--- begin ---

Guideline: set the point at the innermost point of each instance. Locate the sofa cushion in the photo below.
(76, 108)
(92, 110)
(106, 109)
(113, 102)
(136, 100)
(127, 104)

--- end ---

Rewrite the data above, replacing "sofa cushion" with "couch cushion" and leaving everything else unchanged.

◆ FINISHED ANSWER
Guideline: set the point at the innermost point of each instance. Locate the couch cushion in the photo below.
(76, 108)
(92, 110)
(106, 109)
(113, 102)
(136, 100)
(127, 104)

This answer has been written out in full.